# Start of PAGE EXTRACT

KDD Cup 2018 Call for Proposals

We are looking for strong proposals that have a novel and motivated goal, a broad business impact, a rigid and fair setup, a challenging yet manageable task, and domain accessibility to the general public.

By Ron Bekkerman, Hang Zhang, and Jeong-Yoon Lee, KDD Cup 2018 Co-chairs.

This Call for Proposals invites industrial or academic institutions to submit their proposals for organizing the 2018 KDD Cup competition. Since 1997, KDD Cup has been the premier annual Data Mining competition held in conjunction with the ACM SIGKDD conference on Knowledge Discovery and Data Mining.

London KDD-2018 will take place in London, UK in August 2018. The KDD Cup competition is anticipated to last for 2-4 months, and the winners will be notified by mid-June. The winners will be honored at the KDD conference opening ceremony and will present their solutions at the KDD Cup workshop during the conference. The winners are expected to be monetarily rewarded, with the first prize being in the ballpark of ten thousand dollars.

We are looking for strong proposals that meet the following requirements: a novel and motivated goal, a broad business impact, a rigid and fair setup, a challenging yet manageable task, and domain accessibility to the general public.

awards 1. A novel and motivated goal. Of a particular interest are tasks that imply machine learning solutions different from the traditional KDD Cup setting (an ensemble of classifiers is learned on a given training set to obtain a high-quality classification result on a held-out test set). Examples of non-traditional setups would be incrementally arriving data and evaluation on the accumulated error; prediction given a limited amount of resources; learning with mostly unlabeled data; addressing cold-start issues in learning;learning over multiple types of data; applications of deep learning models etc.

# End of PAGE EXTRACT

- _INSTRUCTIONS_:
• a. According to the call for proposals, why is an ensemble of classifiers learned on a given training set in the traditional KDD Cup setting? Answer in one to three sentences.
• b. Print the call for proposals word for word between "By Ron Bekkerman, Hang" and "and Data Mining.", inclusive.
The material that comes next is separate from the call for proposals.

# Start of PROVIDED DATA

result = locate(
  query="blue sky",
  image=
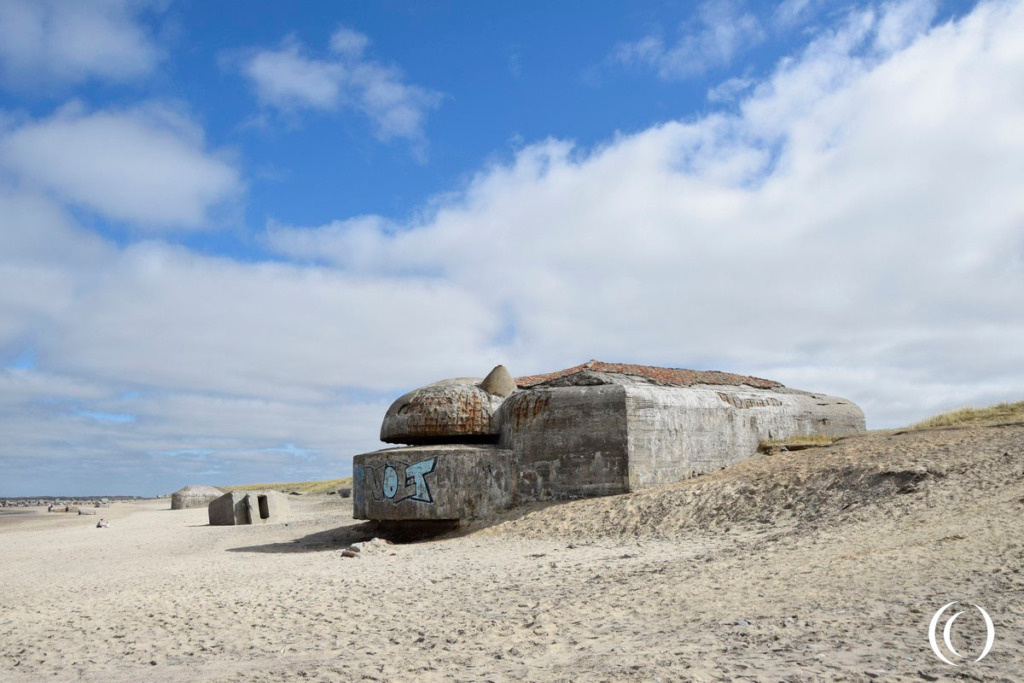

# End of PROVIDED DATA

- _THE ANSWERS_:
• a. In the traditional KDD Cup setting, an ensemble of classifiers is learned on a given training set to obtain a high-quality classification result on a held-out test set.

• b.
By Ron Bekkerman, Hang Zhang, and Jeong-Yoon Lee, KDD Cup 2018 Co-chairs.

This Call for Proposals invites industrial or academic institutions to submit their proposals for organizing the 2018 KDD Cup competition. Since 1997, KDD Cup has been the premier annual Data Mining competition held in conjunction with the ACM SIGKDD conference on Knowledge Discovery and Data Mining.